▽

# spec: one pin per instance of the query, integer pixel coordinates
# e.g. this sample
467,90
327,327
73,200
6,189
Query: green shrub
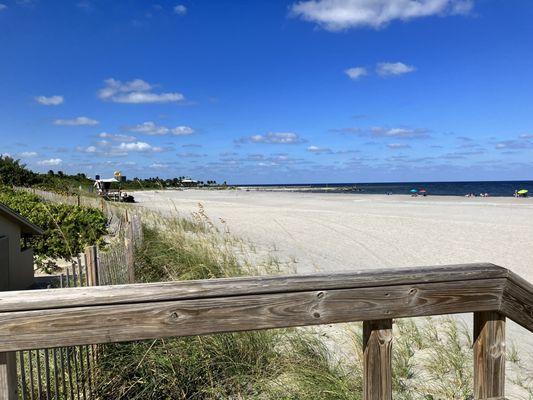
67,229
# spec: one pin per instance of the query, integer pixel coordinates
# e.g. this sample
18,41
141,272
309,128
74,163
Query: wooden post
129,249
8,376
377,347
489,355
91,259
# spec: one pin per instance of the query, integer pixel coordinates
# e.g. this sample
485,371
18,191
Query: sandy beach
334,232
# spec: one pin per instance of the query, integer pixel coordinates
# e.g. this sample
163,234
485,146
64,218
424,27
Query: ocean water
495,188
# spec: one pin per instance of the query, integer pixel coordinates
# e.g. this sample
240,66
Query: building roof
25,226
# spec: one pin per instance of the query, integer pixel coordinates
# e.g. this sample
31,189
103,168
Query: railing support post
489,355
377,347
91,259
8,376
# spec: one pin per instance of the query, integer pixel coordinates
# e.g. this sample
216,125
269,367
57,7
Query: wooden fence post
489,355
377,347
8,376
91,259
129,250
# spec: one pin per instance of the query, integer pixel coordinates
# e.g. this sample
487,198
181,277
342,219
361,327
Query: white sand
333,232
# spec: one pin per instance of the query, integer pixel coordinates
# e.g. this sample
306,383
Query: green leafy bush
67,229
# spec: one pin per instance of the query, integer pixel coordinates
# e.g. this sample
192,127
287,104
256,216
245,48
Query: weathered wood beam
489,355
377,360
213,288
91,324
517,301
91,260
8,376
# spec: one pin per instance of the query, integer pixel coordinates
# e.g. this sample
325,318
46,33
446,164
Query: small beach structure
187,182
16,263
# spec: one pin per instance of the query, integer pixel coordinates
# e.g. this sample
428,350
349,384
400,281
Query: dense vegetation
67,229
14,173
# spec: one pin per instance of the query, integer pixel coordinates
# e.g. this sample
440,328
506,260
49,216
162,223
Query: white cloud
337,15
356,72
28,154
50,101
150,128
116,137
136,91
51,162
79,121
319,150
89,149
180,9
273,138
394,69
403,133
398,146
157,165
142,147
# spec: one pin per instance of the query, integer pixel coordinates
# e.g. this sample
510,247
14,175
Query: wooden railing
79,316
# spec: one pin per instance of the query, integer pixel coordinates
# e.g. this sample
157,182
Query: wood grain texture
8,376
127,294
377,360
489,355
91,324
91,261
517,301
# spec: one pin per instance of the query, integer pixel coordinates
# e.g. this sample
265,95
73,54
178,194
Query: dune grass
432,356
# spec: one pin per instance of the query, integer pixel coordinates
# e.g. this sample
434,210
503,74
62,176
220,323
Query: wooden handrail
105,314
75,316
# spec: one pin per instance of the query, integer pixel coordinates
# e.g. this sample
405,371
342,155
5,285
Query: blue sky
270,91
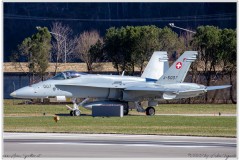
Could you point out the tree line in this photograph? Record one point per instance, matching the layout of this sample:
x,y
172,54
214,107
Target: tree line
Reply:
x,y
129,47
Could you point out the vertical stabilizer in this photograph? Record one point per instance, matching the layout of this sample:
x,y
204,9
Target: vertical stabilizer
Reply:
x,y
178,71
157,66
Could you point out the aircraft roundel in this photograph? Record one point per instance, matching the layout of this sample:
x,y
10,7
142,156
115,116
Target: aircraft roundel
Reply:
x,y
179,65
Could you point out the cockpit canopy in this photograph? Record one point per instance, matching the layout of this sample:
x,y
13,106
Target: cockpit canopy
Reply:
x,y
67,75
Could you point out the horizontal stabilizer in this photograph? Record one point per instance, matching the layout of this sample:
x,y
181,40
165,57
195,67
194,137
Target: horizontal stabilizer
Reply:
x,y
210,88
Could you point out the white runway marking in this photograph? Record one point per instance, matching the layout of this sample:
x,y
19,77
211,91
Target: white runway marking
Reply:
x,y
107,144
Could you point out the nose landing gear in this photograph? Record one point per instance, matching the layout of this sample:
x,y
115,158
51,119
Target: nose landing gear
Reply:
x,y
75,110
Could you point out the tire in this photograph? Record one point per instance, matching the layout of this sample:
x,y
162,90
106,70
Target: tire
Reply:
x,y
125,110
76,113
150,111
71,113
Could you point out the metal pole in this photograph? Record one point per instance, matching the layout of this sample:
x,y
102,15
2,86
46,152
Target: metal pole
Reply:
x,y
65,51
65,47
172,25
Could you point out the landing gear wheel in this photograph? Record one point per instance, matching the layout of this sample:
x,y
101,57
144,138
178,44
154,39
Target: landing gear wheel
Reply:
x,y
150,111
71,113
76,112
125,110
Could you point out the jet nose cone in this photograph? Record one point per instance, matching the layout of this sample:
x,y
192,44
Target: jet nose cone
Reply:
x,y
25,92
13,94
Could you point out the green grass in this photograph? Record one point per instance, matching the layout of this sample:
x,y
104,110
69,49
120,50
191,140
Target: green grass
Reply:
x,y
32,120
9,108
162,125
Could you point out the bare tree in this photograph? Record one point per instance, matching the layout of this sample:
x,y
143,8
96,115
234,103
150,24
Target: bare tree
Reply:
x,y
64,44
86,41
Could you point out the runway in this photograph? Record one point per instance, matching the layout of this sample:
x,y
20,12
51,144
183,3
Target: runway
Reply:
x,y
116,145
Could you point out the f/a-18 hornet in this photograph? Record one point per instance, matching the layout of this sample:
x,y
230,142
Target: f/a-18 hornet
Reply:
x,y
120,89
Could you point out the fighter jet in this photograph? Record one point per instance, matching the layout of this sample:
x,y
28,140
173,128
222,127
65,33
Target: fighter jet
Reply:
x,y
120,89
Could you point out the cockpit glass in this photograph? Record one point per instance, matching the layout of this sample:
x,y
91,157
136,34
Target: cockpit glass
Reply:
x,y
67,75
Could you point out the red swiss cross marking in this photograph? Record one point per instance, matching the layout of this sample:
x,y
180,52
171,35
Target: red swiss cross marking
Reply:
x,y
179,65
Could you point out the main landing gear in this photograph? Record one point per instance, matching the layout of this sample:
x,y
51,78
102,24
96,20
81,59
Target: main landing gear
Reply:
x,y
150,111
75,110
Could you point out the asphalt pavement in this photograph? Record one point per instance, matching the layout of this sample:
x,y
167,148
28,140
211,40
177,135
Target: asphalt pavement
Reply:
x,y
115,145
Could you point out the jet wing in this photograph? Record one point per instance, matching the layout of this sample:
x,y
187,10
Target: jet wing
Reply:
x,y
174,90
148,88
98,85
210,88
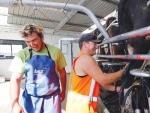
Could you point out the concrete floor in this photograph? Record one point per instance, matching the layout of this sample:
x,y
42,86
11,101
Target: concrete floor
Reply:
x,y
5,106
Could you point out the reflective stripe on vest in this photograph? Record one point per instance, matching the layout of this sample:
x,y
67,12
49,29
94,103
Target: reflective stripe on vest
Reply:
x,y
89,98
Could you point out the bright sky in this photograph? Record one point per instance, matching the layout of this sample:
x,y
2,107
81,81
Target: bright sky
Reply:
x,y
3,19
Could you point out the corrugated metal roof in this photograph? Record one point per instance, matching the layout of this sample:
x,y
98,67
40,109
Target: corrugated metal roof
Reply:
x,y
61,19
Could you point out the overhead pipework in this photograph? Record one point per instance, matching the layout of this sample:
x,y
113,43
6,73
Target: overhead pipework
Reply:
x,y
12,3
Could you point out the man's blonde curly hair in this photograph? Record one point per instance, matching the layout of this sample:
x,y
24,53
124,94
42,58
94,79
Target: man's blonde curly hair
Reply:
x,y
28,29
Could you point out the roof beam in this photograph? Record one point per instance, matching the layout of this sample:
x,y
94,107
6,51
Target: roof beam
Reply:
x,y
69,16
45,20
100,17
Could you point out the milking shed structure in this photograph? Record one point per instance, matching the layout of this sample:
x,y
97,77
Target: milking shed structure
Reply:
x,y
64,21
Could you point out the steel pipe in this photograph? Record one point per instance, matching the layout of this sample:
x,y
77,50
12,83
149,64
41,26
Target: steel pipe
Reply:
x,y
135,57
7,3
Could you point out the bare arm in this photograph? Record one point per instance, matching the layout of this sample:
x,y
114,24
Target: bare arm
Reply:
x,y
87,65
63,82
15,92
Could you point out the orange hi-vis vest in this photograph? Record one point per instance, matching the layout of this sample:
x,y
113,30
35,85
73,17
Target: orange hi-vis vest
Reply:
x,y
83,93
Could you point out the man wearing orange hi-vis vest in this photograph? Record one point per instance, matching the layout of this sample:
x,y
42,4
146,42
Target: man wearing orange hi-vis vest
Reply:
x,y
86,77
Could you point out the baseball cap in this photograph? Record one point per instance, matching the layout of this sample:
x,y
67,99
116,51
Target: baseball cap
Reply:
x,y
88,37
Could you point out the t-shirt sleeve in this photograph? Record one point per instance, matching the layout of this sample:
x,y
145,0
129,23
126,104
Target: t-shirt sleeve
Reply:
x,y
61,60
16,65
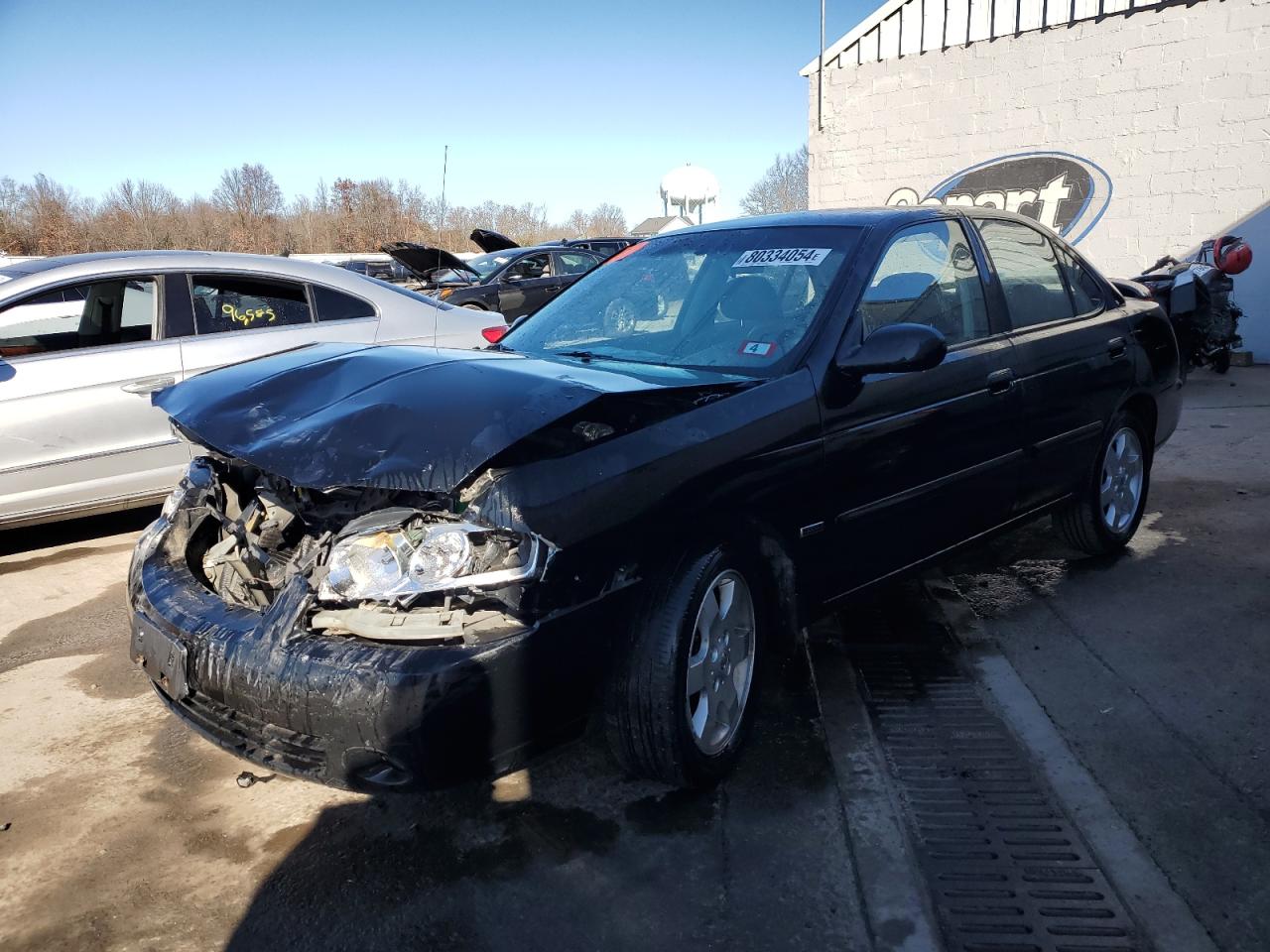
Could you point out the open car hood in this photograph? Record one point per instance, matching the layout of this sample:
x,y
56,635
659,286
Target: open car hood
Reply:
x,y
405,417
492,240
423,259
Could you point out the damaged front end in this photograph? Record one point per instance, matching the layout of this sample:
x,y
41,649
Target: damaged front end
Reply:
x,y
381,565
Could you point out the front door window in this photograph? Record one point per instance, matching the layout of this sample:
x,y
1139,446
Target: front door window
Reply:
x,y
928,276
94,313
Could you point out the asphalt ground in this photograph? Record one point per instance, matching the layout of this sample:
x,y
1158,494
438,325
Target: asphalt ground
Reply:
x,y
127,832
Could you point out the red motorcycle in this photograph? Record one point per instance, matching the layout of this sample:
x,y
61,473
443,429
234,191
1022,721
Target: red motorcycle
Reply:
x,y
1196,294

△

» **YOUR INSTRUCTIONS**
Taking the listing above line by line, say how many lines include the string "wing", and give only that number.

» **WRITTEN RESPONSE**
2